CONSIGNE 1 – Recopiez sans rien changer le passage du texte sur l'économie du bien-être qui commence par « On peut toutefois » et se poursuit jusqu'à « telles qu'elles sont. ».

TEXTE CITÉ –
================

On peut toutefois voir l'acte de naissance de l'économie du bien-être, dans sa version moderne, dans le livre publié en 1920 par l'économiste anglais Arthur Cecil Pigou, The Economics of Welfare. Comme Adam Smith, les propos de Pigou sont dans ce livre autant positifs (décrire ce qui est) que normatifs (déterminer ce qui doit être). Les recommandations qu'il fait et les politiques qu'il préconise s'appuient en effet sur les connaissances dont nous disposons concernant la psychologie des hommes et les relations d'ordre marchand qu'ils entretiennent, dans les sociétés telles que nous les connaissons, telles qu'elles sont.

================

DONNÉES ENREGISTRÉES –
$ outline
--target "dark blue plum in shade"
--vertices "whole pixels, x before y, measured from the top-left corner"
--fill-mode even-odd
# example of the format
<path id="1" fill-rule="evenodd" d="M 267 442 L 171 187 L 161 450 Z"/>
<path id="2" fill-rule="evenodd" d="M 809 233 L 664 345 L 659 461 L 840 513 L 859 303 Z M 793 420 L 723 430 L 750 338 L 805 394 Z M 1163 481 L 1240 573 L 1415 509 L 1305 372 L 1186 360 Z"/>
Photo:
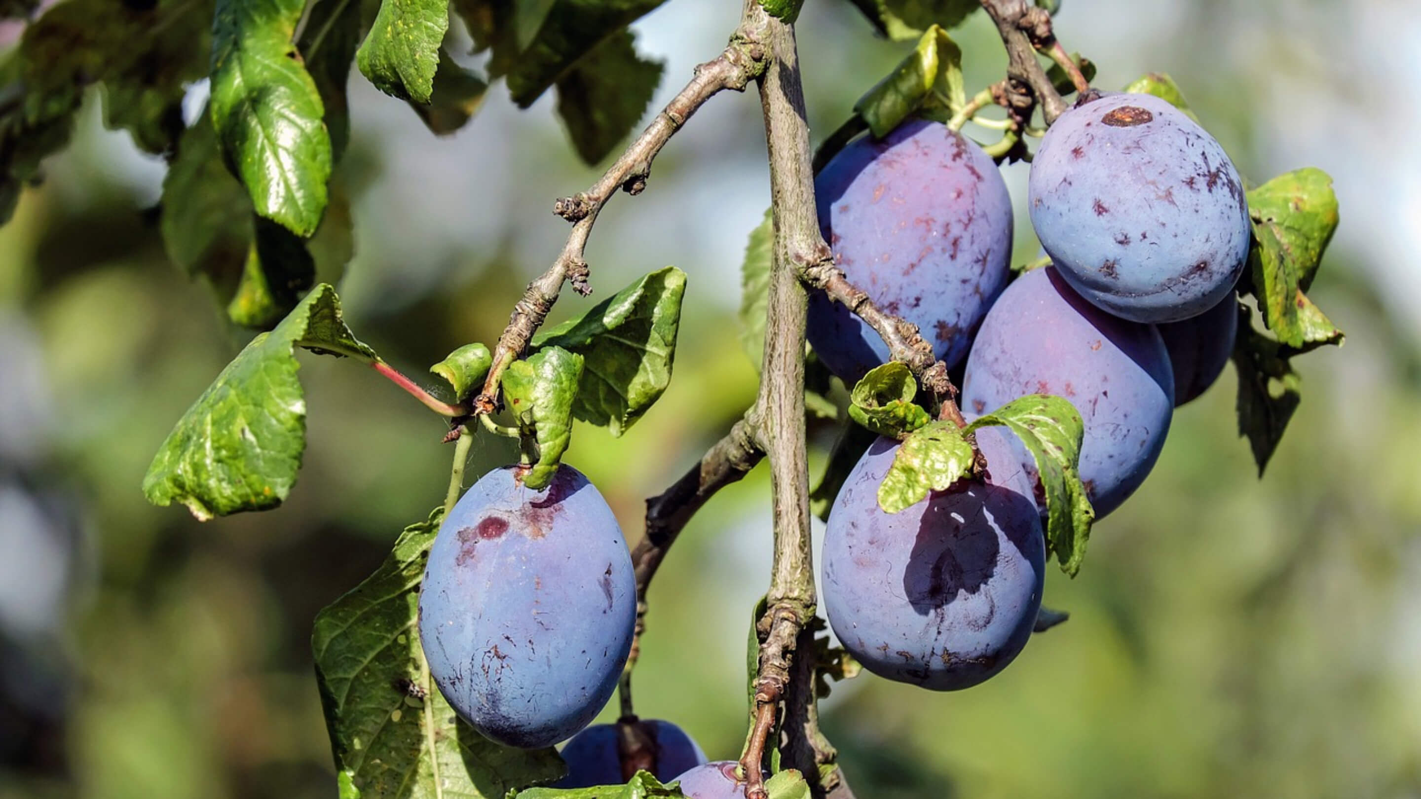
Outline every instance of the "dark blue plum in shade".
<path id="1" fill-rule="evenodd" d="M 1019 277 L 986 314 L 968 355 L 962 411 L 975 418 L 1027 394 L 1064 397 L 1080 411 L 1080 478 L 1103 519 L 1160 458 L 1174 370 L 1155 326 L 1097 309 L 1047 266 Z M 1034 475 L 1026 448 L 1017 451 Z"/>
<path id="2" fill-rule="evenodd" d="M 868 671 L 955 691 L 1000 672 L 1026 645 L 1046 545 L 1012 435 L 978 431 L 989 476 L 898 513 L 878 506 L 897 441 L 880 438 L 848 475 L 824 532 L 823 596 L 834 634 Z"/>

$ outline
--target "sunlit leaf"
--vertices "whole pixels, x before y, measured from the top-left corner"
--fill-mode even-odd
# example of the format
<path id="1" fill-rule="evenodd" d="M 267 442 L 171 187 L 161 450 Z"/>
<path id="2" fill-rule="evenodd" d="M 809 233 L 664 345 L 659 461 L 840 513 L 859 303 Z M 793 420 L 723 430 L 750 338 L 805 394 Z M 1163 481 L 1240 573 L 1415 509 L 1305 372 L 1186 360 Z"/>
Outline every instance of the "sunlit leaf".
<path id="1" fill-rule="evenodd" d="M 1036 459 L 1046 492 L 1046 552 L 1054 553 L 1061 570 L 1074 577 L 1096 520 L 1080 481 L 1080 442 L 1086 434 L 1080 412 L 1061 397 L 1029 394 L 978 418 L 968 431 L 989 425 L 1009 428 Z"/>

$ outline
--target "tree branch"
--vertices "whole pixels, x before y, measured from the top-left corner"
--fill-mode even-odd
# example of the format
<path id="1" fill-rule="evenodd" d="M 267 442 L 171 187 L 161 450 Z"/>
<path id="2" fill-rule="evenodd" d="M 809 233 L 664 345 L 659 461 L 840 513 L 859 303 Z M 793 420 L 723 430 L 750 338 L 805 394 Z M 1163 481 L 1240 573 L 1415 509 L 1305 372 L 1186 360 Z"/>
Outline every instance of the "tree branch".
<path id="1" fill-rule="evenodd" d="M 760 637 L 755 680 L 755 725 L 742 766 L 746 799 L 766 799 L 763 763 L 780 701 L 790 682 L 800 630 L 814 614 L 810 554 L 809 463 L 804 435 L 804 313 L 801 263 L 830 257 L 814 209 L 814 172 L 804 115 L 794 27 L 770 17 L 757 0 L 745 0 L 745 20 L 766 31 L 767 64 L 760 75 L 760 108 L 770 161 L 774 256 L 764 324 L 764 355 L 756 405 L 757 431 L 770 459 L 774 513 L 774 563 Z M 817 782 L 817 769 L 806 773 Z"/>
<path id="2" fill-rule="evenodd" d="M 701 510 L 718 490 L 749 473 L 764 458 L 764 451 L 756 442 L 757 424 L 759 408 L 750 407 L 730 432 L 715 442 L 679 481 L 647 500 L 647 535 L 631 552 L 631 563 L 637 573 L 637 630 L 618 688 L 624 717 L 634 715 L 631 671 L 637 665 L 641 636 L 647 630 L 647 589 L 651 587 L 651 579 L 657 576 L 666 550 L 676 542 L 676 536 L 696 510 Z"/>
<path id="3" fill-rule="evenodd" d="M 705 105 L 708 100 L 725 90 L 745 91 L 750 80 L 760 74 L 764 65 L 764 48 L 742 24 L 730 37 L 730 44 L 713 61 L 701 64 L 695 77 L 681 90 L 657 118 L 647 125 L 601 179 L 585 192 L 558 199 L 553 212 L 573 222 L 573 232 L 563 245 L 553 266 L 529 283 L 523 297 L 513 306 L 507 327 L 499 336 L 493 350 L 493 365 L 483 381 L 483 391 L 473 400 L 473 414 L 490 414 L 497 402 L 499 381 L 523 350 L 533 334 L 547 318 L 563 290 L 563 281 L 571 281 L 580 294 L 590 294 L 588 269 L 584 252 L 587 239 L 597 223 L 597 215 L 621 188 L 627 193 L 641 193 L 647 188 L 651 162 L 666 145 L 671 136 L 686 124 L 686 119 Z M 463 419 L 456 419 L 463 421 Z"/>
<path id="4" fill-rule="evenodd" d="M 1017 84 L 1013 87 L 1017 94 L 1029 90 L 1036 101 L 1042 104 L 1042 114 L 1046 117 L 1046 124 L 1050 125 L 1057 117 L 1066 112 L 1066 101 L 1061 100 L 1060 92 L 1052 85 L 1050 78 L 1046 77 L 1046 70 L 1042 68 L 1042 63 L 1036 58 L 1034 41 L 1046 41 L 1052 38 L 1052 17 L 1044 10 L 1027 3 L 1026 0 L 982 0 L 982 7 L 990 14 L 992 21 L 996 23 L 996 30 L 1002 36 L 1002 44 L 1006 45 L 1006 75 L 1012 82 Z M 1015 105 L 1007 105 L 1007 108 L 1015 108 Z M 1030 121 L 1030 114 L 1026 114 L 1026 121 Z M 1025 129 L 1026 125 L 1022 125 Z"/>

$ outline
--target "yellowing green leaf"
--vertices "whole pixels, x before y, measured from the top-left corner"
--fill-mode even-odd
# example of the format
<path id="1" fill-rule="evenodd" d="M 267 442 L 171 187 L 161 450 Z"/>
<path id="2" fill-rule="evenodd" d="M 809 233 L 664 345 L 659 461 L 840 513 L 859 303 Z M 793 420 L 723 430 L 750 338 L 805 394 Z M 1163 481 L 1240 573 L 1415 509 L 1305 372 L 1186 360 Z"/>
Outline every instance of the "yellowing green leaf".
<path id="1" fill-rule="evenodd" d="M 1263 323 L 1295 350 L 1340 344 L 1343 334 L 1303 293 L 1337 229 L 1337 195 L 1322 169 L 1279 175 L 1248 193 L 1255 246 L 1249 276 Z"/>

================

CONSIGNE 2 – Reproduisez à l'identique les entrées, du tout début jusqu'à la ligne contenant « 1036 459 L 1046 », cette ligne comprise. Omettez les images dans votre réponse.

CORRIGÉ 1 –
On peut toutefois voir l'acte de naissance de l'économie du bien-être, dans sa version moderne, dans le livre publié en 1920 par l'économiste anglais Arthur Cecil Pigou, The Economics of Welfare. Comme Adam Smith, les propos de Pigou sont dans ce livre autant positifs (décrire ce qui est) que normatifs (déterminer ce qui doit être). Les recommandations qu'il fait et les politiques qu'il préconise s'appuient en effet sur les connaissances dont nous disposons concernant la psychologie des hommes et les relations d'ordre marchand qu'ils entretiennent, dans les sociétés telles que nous les connaissons, telles qu'elles sont.

CORRIGÉ 2 –
$ outline
--target "dark blue plum in shade"
--vertices "whole pixels, x before y, measured from the top-left corner"
--fill-mode even-odd
# example of the format
<path id="1" fill-rule="evenodd" d="M 267 442 L 171 187 L 161 450 Z"/>
<path id="2" fill-rule="evenodd" d="M 809 233 L 664 345 L 659 461 L 840 513 L 859 303 Z M 793 420 L 723 430 L 750 338 L 805 394 Z M 1163 481 L 1240 573 L 1415 509 L 1305 372 L 1186 360 Z"/>
Photo:
Outline every instance of the "dark blue plum in shade".
<path id="1" fill-rule="evenodd" d="M 1019 277 L 986 314 L 968 355 L 962 411 L 975 418 L 1027 394 L 1064 397 L 1080 411 L 1080 478 L 1103 519 L 1160 458 L 1174 370 L 1155 326 L 1097 309 L 1047 266 Z M 1034 475 L 1026 448 L 1017 451 Z"/>
<path id="2" fill-rule="evenodd" d="M 868 671 L 955 691 L 1000 672 L 1026 645 L 1046 545 L 1012 435 L 978 431 L 989 476 L 898 513 L 878 506 L 897 441 L 880 438 L 848 475 L 824 532 L 823 596 L 834 634 Z"/>

$ outline
--target "sunlit leaf"
--vertices "whole pixels, x before y, measured from the top-left corner"
--fill-mode even-odd
# example of the format
<path id="1" fill-rule="evenodd" d="M 267 442 L 171 187 L 161 450 Z"/>
<path id="2" fill-rule="evenodd" d="M 809 233 L 664 345 L 659 461 L 840 513 L 859 303 Z M 793 420 L 723 430 L 750 338 L 805 394 Z M 1163 481 L 1240 573 L 1415 509 L 1305 372 L 1186 360 Z"/>
Outline every instance of the "sunlit leaf".
<path id="1" fill-rule="evenodd" d="M 1036 459 L 1046 492 L 1046 552 L 1054 553 L 1061 570 L 1074 577 L 1096 520 L 1080 481 L 1080 442 L 1086 434 L 1080 412 L 1061 397 L 1029 394 L 978 418 L 968 431 L 989 425 L 1009 428 Z"/>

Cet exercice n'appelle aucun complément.